Reproduce every line of the listing below word for word, leaving out the pictures.
┄┄┄┄┄┄┄┄┄┄
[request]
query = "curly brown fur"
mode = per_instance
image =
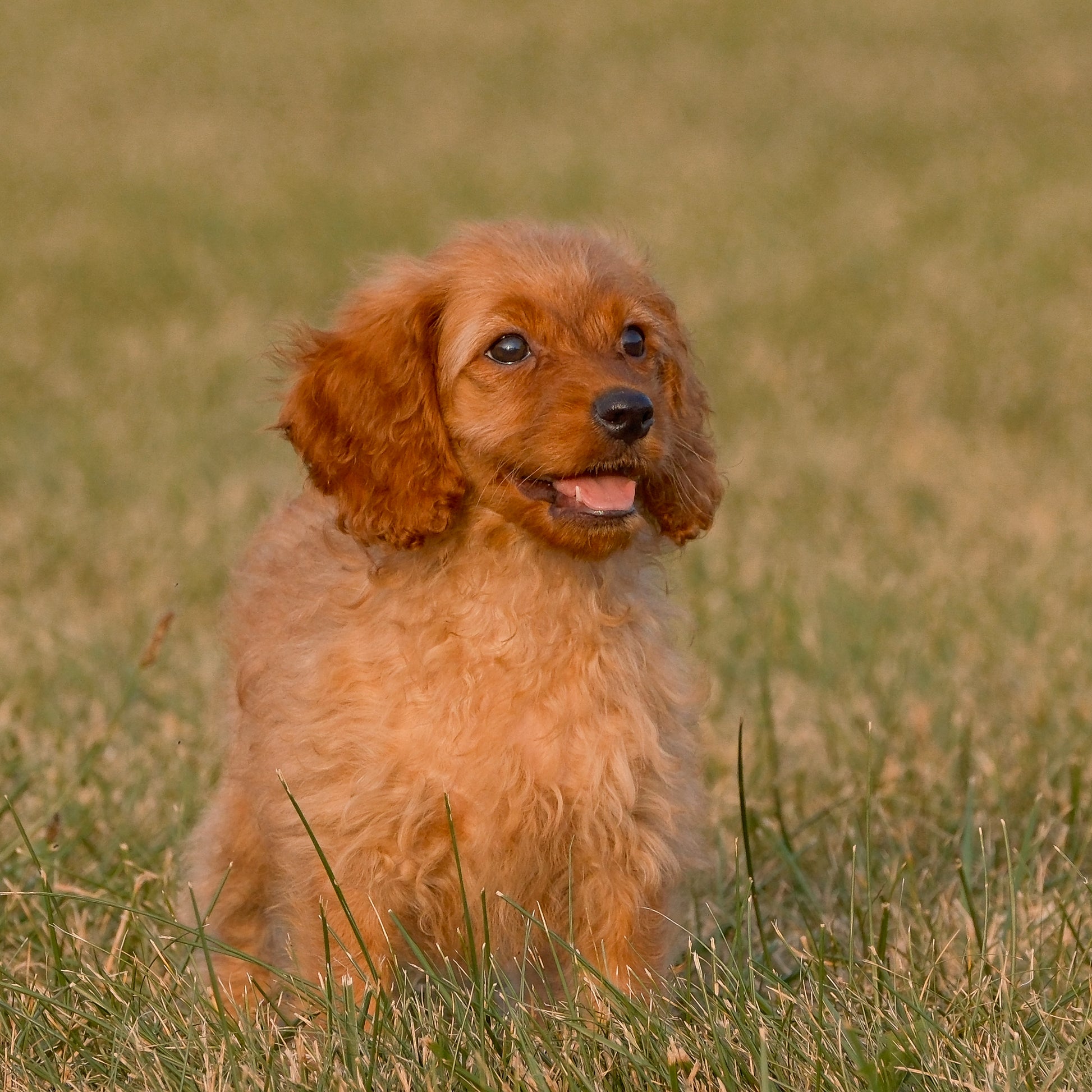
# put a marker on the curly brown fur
(430, 620)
┄┄┄┄┄┄┄┄┄┄
Written answer:
[request]
query = "curly brown fur"
mode = per_instance
image =
# put a marker on the curly brown fur
(430, 620)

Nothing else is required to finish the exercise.